» **WORK TO BE COMPLETED**
Copy out the items word for word, starting with the very first line and going on through the line with "point(372, 332)". Include both of those lines and nothing after the second.

» **INPUT DATA**
◆ ◆ ◆ ◆ ◆

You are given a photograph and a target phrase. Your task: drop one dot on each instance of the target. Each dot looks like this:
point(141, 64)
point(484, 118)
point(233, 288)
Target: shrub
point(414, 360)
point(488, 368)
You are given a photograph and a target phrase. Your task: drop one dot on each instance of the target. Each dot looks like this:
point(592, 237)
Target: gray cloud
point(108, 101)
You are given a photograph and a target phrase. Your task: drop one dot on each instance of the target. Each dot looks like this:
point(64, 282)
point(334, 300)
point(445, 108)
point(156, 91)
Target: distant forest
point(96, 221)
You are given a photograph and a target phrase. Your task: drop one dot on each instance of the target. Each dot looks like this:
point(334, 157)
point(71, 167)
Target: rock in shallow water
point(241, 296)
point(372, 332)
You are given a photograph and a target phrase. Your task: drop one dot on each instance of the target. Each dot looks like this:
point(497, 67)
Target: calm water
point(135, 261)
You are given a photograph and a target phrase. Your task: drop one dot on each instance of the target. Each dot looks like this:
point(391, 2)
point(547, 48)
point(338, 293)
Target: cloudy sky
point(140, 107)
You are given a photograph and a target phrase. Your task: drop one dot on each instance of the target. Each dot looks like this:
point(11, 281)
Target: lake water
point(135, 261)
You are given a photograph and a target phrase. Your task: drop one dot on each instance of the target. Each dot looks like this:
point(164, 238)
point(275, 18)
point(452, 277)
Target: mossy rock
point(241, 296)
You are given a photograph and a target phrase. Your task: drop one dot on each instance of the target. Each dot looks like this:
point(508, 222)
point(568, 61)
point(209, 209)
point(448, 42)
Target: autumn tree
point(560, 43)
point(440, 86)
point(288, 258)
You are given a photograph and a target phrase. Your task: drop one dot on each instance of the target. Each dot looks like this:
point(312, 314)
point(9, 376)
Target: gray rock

◆ ◆ ◆ ◆ ◆

» **FULL SOLUTION**
You are given a photograph and a target phrase. Your task: drop one dot on each instance of the target. Each dot looks like this:
point(141, 64)
point(484, 118)
point(233, 288)
Target: shrub
point(414, 360)
point(488, 368)
You are given a photograph and a target phrase. Your task: drop one dot on each instance of the target. Each dot looks like this:
point(592, 237)
Target: gray cloud
point(108, 101)
You are given a photograph and a target phrase. Your task: drop one dot on each instance of the target. Each dot looks like this:
point(64, 282)
point(334, 300)
point(445, 108)
point(156, 91)
Target: distant forest
point(96, 221)
You are given a photograph and a target phrase. Your task: drop one dot on each instance of the target. Each dot looks like this:
point(334, 157)
point(71, 167)
Target: rock in shallow water
point(241, 296)
point(372, 332)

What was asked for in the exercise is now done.